╭─ Text passage

2. How Does Florida’s Construction Statute of Repose Work?

Florida’s construction statute of repose is found in section 95.11(3)(c), Florida Statutes, and it applies to any “action founded on the design, planning, or construction of an improvement to real property”.  In other words, it applies to any claim of any type, including, without limitation, breach of contract, negligence, breach of contract, breach of warranty, building code violations, etc., related to the design, planning or construction of any building or other construction project in Florida.  The construction statute of repose has been found to not only apply to the construction of new buildings, but also to repairs to existing buildings,[1] and to components within buildings.[2]  The legislative intent behind the construction statute of repose was to broadly protect engineers, architects, and contractors from stale claims.  Snyder v. Wernecke, 813 So. 2d 213, 216 (Fla. 4th DCA 2002).

The statute provides that any such “action must be commenced within 10 years after” the later of:

(1) the date of actual possession by the owner,
(2) the date of the issuance of a certificate of occupancy,
(3) the date of abandonment of construction if not completed, or
(4) the date of completion of the contract[3] or termination of the contract between the professional engineer, registered architect, or licensed contractor and his or her employer.  Fla. Stat. § 95.11(3)(c).

In other words, the statute of repose will run 10 years from the latest of those four events to have occurred in connection with any construction project.  The statute also makes clear that if the construction was performed under a duly issued building permit, “the correction of defects to completed work or repair of completed work, whether performed under warranty or otherwise, does not extend the period of time within which an action must be commenced.”  Fla. Stat. § 95.11(3)(c).

╰─

> **Stated goal A**:
Answer these questions using the text on Florida's construction statute of repose:
(i) In which section of the Florida Statutes is the construction statute of repose found?
(ii) Within how many years after the latest of the listed events must an action be commenced?
(iii) Which case is cited for the legislative intent behind the statute?
The records are unrelated to the text on Florida's construction statute of repose.

╭─ Supplied information

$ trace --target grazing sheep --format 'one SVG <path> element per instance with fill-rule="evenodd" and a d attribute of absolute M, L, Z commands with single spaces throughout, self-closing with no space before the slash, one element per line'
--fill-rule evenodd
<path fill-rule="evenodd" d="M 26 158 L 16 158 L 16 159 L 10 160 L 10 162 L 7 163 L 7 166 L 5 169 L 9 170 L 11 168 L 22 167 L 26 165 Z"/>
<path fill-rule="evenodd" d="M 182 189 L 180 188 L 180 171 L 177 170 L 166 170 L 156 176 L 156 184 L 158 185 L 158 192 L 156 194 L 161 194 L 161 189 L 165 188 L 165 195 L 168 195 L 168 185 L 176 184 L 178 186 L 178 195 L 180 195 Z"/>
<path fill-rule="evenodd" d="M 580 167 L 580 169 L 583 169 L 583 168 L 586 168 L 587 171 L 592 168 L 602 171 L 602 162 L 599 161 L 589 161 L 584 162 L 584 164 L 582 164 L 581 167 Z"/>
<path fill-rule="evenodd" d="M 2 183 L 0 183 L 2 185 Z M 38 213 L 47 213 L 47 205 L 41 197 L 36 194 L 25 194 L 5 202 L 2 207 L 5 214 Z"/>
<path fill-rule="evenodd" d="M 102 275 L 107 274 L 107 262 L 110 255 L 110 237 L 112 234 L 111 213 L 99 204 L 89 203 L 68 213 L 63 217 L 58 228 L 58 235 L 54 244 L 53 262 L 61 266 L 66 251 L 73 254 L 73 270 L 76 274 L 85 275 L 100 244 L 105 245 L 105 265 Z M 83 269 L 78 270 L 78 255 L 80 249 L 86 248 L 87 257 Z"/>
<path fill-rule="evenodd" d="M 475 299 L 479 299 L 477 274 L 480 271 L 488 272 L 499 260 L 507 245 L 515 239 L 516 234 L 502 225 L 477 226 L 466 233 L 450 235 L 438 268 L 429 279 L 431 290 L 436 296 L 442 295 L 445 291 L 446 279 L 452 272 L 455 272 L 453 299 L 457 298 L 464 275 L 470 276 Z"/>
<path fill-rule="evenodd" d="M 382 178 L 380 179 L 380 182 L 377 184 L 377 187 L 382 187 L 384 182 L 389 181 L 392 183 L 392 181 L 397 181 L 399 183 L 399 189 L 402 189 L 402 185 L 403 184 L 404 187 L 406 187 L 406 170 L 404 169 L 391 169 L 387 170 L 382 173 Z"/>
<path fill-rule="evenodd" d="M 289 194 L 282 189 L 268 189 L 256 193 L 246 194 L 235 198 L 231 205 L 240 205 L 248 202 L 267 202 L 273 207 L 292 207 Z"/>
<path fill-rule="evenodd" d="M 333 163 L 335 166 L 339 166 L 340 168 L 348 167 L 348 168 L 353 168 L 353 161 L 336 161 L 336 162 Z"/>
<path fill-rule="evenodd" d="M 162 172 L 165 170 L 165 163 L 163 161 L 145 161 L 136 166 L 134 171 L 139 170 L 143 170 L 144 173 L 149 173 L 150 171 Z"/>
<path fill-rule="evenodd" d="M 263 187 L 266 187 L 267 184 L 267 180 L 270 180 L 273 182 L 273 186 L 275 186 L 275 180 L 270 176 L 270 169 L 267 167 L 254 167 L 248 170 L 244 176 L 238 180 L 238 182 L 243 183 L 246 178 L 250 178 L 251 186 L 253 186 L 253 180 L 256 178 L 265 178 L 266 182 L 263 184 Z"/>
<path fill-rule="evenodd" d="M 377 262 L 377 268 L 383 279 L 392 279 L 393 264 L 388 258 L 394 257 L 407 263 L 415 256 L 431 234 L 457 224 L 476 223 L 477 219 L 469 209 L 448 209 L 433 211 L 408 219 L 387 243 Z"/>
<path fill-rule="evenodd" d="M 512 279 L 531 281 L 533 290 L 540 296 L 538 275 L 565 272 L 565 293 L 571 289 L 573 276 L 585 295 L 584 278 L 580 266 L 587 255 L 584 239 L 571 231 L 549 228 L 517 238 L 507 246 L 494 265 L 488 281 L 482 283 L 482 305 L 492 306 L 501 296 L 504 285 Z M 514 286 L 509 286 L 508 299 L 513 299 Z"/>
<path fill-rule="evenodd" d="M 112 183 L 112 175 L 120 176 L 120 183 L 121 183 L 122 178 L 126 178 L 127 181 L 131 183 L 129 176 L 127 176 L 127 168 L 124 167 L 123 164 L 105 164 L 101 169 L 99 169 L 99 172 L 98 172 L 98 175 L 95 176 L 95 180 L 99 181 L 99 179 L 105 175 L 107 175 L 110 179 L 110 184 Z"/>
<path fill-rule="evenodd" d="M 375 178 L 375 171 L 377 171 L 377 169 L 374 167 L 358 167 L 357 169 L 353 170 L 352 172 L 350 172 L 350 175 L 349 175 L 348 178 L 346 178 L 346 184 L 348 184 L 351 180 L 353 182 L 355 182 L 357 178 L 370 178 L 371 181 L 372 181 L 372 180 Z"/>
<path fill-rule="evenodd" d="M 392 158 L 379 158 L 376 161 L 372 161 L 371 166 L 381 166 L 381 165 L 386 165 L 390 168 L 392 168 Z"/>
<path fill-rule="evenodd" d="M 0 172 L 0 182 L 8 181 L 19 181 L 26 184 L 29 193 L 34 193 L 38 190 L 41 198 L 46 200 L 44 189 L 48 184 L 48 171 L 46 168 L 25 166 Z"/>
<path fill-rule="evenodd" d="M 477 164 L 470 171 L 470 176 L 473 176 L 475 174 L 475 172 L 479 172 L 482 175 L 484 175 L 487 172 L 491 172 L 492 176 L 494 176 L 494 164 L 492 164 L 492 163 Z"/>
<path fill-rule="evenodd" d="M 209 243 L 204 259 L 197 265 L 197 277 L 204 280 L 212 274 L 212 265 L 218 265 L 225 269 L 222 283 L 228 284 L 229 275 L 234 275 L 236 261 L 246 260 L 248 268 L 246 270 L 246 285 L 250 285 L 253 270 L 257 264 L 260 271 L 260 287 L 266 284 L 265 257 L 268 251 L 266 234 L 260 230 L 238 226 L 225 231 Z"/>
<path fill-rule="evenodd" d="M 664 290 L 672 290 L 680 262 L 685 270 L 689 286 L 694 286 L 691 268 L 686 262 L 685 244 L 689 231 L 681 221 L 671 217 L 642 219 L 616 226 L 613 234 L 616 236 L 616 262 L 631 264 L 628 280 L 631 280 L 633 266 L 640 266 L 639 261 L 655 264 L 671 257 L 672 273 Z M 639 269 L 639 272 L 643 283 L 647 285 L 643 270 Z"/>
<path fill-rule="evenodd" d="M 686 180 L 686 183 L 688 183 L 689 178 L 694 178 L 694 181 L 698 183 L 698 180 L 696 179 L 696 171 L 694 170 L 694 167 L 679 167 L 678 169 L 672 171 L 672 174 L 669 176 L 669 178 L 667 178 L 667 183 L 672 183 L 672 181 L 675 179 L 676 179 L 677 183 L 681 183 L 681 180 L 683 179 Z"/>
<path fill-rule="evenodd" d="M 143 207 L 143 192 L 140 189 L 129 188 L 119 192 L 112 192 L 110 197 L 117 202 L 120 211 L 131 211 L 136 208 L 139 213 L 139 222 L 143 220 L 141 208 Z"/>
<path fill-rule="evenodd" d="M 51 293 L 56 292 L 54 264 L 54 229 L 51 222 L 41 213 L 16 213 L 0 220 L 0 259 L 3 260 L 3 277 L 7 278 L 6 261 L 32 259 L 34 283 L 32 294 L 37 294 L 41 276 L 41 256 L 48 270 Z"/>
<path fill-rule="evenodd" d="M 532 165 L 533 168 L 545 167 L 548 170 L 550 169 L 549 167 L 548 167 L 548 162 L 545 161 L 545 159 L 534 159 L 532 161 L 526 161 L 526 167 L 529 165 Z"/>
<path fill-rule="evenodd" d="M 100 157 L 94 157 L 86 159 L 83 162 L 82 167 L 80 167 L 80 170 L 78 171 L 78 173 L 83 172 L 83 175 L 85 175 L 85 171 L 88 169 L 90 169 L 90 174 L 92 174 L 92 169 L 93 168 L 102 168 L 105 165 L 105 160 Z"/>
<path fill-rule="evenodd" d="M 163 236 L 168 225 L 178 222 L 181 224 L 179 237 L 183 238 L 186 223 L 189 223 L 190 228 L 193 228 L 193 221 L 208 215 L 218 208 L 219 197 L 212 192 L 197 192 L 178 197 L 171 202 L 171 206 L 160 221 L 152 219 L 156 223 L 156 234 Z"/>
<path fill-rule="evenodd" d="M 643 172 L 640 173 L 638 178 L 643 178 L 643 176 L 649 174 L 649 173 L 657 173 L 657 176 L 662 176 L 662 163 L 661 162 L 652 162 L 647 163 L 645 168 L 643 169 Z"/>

╰─

> **Stated goal B**: In the records, substitute "grazing goats" for "grazing sheep" in everything from the first line down to the line containing "183 L 0 183", leaving all else unchanged, and give only those lines.

> **Full answer A**:
(i) Section 95.11(3)(c)
(ii) 10 years
(iii) Snyder v. Wernecke, 813 So. 2d 213, 216 (Fla. 4th DCA 2002)

> **Full answer B**:
$ trace --target grazing goats --format 'one SVG <path> element per instance with fill-rule="evenodd" and a d attribute of absolute M, L, Z commands with single spaces throughout, self-closing with no space before the slash, one element per line'
--fill-rule evenodd
<path fill-rule="evenodd" d="M 26 158 L 16 158 L 16 159 L 10 160 L 10 162 L 7 163 L 7 166 L 5 169 L 9 170 L 11 168 L 22 167 L 26 165 Z"/>
<path fill-rule="evenodd" d="M 182 189 L 180 188 L 180 171 L 177 170 L 166 170 L 156 176 L 156 184 L 158 185 L 158 192 L 156 194 L 161 194 L 161 189 L 165 188 L 165 195 L 168 195 L 168 185 L 176 184 L 178 186 L 178 195 L 180 195 Z"/>
<path fill-rule="evenodd" d="M 580 167 L 580 169 L 583 169 L 583 168 L 586 168 L 587 171 L 592 168 L 602 171 L 602 162 L 599 161 L 589 161 L 584 162 L 584 164 L 582 164 L 581 167 Z"/>
<path fill-rule="evenodd" d="M 2 183 L 0 183 L 2 185 Z M 38 213 L 47 213 L 47 205 L 41 197 L 36 194 L 25 194 L 5 202 L 2 207 L 5 214 Z"/>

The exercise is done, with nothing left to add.